## Text for analysis
How about Cecilia and Andries’s two young children?
Rijavec remembers instances when the children were present while their mother was supposedly under attack from occult forces.
Their son, who Rijavec says must have been about four or five at the time, witnessed his mother being thrown into walls or bleeding from the mouth during these episodes.
Due to his young age, she believes he was either oblivious to what was going on around him, or was “numb” to such behaviour as it wasn’t unusual for his mother to act like this.
She adds that the Steyns’ infant daughter would invariably start crying, at which point one of the members of the OTC would take her out of the room.
This subject is also touched on in Mother Dearest, the third episode of Devilsdorp: The Companion Podcast, which states that there is evidence that the children were present on some of these occasions.
Are the Steyns still married?
No. According to TimesLIVE, Cecilia and Andries got divorced in 2018.
Cecilia lived in a dingy flat. What did she do with all the money that was given to her by members of OTC or Electus per Deus?
In her podcast, The Best Friend: Chronicles of the Krugersdorp Killers, Rijavec refers to herself as Cecilia’s “ATM”.
She says she started off giving her then best friend R100 here and there, but things escalated to the point where she once paid Cecilia roughly R100,000 over the course of a single month. Later Electus per Deus member and qualified actuary Zak Valentine was also giving her bucket loads of cash.
Rijavec believes the cash given to Cecilia by various people was used to buy a motorcycle, quad bikes and new furnishings for her flat. When asked about these purchases, Cecilia would either say she’d inherited some money, been given it by one of her husband’s relatives, or that Andries had got a promotion at work.

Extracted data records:
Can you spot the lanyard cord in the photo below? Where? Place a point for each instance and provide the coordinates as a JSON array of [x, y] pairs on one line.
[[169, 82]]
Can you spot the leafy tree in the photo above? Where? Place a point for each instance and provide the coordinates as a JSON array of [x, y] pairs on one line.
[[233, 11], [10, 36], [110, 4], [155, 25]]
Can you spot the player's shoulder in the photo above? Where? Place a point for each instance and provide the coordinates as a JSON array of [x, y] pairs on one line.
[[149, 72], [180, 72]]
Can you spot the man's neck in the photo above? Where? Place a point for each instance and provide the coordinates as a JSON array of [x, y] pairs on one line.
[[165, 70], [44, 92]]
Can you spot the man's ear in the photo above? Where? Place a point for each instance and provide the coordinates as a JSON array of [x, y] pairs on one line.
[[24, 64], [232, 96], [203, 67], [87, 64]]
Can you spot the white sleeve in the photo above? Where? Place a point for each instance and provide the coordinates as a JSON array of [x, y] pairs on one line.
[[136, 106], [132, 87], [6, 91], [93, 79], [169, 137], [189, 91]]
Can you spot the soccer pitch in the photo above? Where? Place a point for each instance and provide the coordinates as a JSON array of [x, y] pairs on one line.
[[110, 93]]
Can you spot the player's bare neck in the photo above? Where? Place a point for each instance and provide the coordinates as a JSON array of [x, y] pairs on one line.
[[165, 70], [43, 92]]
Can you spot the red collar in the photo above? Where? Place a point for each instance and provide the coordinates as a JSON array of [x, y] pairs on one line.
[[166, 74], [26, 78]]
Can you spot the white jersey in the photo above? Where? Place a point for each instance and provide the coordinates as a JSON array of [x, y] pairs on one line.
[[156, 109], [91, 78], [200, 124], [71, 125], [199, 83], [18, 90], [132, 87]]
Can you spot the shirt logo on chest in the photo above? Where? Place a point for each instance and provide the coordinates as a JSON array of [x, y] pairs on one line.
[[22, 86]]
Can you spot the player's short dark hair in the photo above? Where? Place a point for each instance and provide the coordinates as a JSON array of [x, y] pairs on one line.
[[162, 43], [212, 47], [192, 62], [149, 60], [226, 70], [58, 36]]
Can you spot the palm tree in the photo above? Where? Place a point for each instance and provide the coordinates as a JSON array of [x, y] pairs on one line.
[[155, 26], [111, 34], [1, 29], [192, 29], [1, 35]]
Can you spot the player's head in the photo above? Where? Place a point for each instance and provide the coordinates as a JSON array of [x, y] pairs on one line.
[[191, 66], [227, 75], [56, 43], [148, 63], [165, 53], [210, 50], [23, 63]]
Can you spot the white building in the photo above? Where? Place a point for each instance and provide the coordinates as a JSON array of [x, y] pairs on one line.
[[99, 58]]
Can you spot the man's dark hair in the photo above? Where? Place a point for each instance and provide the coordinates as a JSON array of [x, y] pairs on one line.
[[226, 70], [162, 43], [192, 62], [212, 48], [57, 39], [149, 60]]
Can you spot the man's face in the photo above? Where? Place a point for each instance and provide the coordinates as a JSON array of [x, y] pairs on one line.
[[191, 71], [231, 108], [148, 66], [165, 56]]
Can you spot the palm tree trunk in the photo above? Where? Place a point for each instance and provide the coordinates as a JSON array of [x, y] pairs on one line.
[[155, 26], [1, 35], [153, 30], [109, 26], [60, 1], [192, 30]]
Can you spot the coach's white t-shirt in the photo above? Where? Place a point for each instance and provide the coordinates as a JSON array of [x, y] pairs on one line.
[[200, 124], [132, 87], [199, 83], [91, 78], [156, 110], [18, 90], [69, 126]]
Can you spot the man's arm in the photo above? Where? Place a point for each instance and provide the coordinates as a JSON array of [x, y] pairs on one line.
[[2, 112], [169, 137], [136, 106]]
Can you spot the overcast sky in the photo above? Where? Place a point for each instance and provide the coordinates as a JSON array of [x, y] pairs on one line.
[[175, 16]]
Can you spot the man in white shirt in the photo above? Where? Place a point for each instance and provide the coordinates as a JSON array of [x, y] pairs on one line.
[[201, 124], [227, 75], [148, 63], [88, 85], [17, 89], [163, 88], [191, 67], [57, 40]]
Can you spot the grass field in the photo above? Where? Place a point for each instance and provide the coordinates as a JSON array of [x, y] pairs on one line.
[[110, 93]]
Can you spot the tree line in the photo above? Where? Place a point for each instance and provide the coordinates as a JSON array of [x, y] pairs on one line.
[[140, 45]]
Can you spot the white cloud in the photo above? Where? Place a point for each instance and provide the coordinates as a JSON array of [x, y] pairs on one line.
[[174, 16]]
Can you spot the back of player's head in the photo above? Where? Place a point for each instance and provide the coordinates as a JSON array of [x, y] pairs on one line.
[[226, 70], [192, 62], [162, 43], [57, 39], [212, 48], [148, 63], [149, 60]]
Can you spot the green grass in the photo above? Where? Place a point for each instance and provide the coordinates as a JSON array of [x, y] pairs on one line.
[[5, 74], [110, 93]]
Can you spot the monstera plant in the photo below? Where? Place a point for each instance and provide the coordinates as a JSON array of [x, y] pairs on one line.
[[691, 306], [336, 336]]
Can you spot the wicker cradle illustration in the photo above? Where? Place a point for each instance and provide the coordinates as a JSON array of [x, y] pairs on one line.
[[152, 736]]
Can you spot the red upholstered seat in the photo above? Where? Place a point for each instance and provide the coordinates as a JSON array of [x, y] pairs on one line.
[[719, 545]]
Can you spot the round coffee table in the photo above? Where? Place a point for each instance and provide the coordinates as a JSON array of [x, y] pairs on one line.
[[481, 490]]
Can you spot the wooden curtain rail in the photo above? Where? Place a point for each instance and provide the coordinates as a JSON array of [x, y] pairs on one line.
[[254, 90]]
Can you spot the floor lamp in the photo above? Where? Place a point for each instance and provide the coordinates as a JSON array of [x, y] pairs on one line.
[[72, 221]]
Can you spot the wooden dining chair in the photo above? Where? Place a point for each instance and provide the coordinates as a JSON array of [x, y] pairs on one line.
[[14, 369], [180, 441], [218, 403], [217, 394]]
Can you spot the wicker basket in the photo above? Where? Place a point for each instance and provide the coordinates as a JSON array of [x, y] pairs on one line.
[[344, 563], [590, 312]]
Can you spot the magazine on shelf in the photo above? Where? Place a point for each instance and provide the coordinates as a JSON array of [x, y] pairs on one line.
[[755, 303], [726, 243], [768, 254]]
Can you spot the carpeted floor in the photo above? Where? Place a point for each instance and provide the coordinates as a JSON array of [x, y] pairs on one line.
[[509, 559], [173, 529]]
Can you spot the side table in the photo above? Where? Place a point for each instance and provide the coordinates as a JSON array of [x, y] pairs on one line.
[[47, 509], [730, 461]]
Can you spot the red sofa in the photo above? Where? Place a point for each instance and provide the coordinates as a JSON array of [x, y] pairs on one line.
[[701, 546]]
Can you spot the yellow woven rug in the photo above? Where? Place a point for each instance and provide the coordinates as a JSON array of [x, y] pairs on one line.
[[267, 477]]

## Task list
(A) According to the text about the Steyns, in what year did Cecilia and Andries get divorced?
(B) Write out the part of the text about the Steyns between "She adds that" and "of these occasions.", inclusive, swapping "infant daughter" for "baby daughter".
(C) Put this sentence from the text about the Steyns into Spanish: "According to TimesLIVE, Cecilia and Andries got divorced in 2018."
These records have nothing to do with the text about the Steyns.

## Solutions for each task
(A) In 2018.

(B)
She adds that the Steyns’ baby daughter would invariably start crying, at which point one of the members of the OTC would take her out of the room.
This subject is also touched on in Mother Dearest, the third episode of Devilsdorp: The Companion Podcast, which states that there is evidence that the children were present on some of these occasions.

(C) Según TimesLIVE, Cecilia y Andries se divorciaron en 2018.